──────── EXTRACT ────────

RAID 5 and Seagate Archive SMR drives

Hi,

I need some advice on where to start troubleshooting my RAID 5 issues.




I have written over 9TB’s of data to the array and was fine with the average of around 50-80MB/s (i think it was). I don’t need it to be fast… But the above is PAINFULL.

The ARRAY also initialised fine but took about 2-3 days.

But last week the ARRAY disappeared from W10 and I had to set ‘normal’ I think in the RSTe interface and the drive came back.

Now it said it needed initialising again…
It has been 7 days now and it is at 51%

Something is wrong but I do not know what?

The original ARRAY was on and ASROCK x79 Extreme9 board. But that died and I transfered it to the current ASROCK x79 Extreme4 (same chipset).
The RAID had been running fine since moving it about 3 weeks ago I think.

Installed RSTE v4.6
3 x ST8000AS0002 (8TB Seagate Archive).
128K Data Stripe
Write-Back Cache enabled.


Any info you need / troubleshootinmg you can point me to???

Thanks.

@FizzerUK :
Welcome at Win-RAID Forum!
It is not easy for us to help you, because we do not know the reason for your problem.

────────

GIVEN REQUEST 1:
Answer these from the RAID 5 forum thread:
(a) How long did the array take to initialise the first time?
(b) How many drives are in the array, and what model are they?
(c) Which motherboard is the array on now?
GIVEN REQUEST 2:
Please write the next part of the RAID 5 forum thread, picking up after its final sentence.
The data that comes next is from a separate source.

──────── GIVEN INFORMATION ────────

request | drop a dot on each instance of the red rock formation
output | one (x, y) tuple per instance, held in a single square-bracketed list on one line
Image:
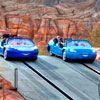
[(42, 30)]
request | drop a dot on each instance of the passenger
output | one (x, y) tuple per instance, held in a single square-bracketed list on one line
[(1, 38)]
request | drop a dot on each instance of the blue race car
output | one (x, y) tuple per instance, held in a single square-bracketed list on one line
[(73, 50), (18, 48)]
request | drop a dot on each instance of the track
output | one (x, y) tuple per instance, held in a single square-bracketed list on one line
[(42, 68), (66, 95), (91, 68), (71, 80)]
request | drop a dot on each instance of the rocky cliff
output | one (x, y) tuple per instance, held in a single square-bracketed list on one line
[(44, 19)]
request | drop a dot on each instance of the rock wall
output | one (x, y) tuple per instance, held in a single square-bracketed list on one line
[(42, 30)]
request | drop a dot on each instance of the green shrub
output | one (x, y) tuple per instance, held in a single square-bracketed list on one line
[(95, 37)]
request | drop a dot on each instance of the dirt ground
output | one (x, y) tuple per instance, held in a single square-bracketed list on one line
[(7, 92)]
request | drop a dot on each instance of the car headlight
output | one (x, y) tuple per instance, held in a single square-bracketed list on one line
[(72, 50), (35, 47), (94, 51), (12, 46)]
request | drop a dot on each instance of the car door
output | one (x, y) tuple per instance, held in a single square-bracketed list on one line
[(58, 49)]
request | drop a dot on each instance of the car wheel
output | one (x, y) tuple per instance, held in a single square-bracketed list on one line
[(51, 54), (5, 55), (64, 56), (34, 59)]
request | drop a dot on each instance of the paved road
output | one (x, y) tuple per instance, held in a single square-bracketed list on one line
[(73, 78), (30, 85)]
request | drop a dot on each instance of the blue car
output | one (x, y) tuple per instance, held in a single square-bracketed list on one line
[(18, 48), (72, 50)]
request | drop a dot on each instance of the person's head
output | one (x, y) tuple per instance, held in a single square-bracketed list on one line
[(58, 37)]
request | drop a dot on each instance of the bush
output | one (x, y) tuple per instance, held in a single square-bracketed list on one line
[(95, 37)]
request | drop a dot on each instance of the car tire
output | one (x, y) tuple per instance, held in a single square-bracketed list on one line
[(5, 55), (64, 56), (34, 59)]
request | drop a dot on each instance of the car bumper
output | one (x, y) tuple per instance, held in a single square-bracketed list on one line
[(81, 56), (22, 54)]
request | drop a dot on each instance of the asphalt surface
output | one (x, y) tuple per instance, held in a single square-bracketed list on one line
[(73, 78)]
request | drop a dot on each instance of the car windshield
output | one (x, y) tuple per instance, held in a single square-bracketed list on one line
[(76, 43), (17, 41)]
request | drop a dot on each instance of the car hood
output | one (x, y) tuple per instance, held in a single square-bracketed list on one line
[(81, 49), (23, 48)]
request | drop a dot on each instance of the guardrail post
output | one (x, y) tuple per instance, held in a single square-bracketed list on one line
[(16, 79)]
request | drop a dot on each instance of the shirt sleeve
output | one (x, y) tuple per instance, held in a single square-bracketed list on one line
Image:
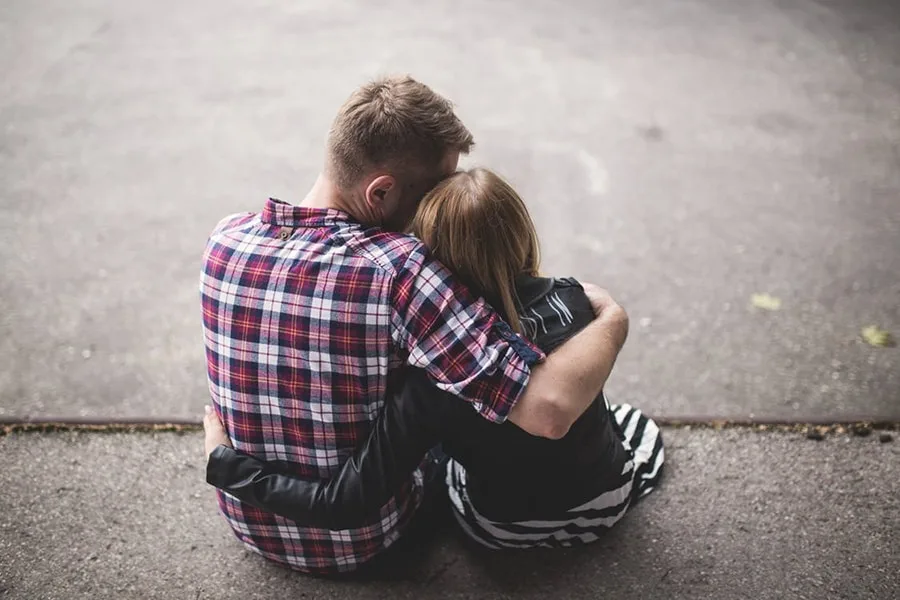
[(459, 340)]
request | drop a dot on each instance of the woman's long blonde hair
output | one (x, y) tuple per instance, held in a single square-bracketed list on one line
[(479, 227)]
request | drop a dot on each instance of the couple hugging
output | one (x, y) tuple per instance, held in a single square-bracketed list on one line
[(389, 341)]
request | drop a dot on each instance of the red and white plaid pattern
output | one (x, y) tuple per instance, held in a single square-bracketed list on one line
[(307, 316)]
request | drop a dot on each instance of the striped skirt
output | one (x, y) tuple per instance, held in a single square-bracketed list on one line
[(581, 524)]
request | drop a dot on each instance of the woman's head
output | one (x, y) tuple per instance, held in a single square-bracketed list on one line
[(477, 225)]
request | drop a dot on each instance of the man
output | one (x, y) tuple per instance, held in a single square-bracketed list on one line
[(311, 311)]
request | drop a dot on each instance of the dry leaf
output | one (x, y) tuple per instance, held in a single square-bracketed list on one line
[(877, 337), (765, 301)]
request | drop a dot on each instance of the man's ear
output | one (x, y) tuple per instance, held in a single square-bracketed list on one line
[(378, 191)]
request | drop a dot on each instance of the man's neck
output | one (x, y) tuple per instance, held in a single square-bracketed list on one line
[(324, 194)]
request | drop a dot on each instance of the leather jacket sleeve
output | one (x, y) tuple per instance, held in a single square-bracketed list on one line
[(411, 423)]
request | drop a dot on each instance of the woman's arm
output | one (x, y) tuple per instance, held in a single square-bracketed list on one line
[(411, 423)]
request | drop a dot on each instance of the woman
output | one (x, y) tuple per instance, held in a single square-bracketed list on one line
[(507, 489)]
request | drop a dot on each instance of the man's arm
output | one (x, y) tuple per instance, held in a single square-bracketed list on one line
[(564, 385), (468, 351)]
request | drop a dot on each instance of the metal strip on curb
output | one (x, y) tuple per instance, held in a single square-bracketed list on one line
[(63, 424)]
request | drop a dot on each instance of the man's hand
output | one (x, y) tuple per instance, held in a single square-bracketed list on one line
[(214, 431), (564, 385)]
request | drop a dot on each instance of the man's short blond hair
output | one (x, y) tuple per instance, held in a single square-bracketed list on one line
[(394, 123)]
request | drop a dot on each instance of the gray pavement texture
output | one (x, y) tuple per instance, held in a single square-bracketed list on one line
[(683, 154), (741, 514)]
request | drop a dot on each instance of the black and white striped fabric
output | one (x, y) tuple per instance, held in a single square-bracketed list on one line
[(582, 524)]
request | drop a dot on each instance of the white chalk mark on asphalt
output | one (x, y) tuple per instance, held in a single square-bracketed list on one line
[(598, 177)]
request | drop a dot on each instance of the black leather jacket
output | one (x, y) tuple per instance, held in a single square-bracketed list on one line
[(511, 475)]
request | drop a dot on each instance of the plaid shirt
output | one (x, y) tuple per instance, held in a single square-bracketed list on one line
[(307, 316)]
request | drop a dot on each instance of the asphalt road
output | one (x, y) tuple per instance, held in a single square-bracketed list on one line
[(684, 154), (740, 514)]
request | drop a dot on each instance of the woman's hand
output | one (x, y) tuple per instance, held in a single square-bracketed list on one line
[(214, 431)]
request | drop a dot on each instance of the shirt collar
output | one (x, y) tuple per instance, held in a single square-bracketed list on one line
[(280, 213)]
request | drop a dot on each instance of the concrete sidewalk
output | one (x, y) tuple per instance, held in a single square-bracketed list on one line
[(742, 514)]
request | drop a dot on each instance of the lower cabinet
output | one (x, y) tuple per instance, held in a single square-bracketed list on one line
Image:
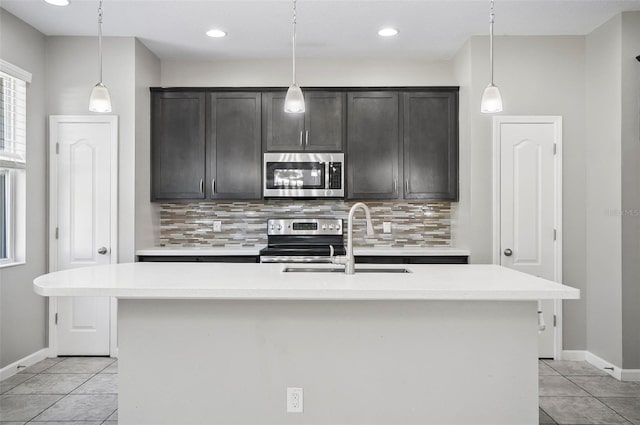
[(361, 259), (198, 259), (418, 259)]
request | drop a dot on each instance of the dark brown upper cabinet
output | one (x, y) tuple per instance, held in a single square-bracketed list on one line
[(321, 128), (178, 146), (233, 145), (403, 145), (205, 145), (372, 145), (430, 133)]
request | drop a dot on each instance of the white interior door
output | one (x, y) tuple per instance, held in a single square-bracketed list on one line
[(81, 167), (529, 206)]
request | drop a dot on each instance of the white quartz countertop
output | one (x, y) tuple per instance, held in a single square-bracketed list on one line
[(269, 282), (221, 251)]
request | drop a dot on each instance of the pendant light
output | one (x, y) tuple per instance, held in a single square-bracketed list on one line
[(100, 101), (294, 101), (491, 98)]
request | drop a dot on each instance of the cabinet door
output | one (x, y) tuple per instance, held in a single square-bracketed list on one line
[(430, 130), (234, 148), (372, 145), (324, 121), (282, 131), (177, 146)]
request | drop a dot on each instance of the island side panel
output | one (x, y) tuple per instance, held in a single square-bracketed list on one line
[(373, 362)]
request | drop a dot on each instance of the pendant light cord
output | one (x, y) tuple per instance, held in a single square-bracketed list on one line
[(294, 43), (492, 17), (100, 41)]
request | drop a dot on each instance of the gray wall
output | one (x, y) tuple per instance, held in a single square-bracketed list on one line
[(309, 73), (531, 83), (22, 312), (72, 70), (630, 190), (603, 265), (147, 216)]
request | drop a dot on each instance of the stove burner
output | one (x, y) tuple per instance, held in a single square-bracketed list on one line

────────

RESULT 1:
(a) About 2-3 days.
(b) Three drives, model ST8000AS0002 (8TB Seagate Archive).
(c) The ASROCK x79 Extreme4.

RESULT 2:
There are too many possibilities. Only you know, what you have done in the past and especially just before your RAID5 array has been degraded.
Regards
Dieter (alias Fernando)

Thanks for the welcome, actually been using the forum for a couple of years now, just never had a issue, all the guides have been great.

Yes, not knowing… This is the difficulty especially for me now!

RAID has been fine for 3 weeks after the Motherboard change.
BUT, I did not check write speed when I swapped it out, everything appeard fine.

SO could a difference in RAID firmware be the case?

Last week it went offline, not disk errors. No data loss.
Set back to online, I am looking in RSTe Help for the exact statement RSTe interface gave.

Write speed down to above post.

No hardware change since the motherboard 3 weeks ago, not OS change, no driver change.

9 days and still initilaising 66%. :frowning:

@FizzerUK :
Some ideas:
1. What about overclocking? RAID systems don’t like it.
2. Is your PSU good/strong enough?

I used to overclock in my ‘youth’ but stopped that game a loooong time ago.

Yes the i7 and x79 is from my golden of (only 5 years ago) gaming.

PSU I have not considered.

Have downscaled from 2 x 750W PSU to a single one running the 3 x Seagate archives and the GTX980Ti.
Before I had 4 3TB and 6 2 TB on 1 supply and the system SSD’s and Gaming card on the other.

I am going to do some power tests and let you know.
I still have my meters kicking around.

You maybe onto something here…

I did not even consider that!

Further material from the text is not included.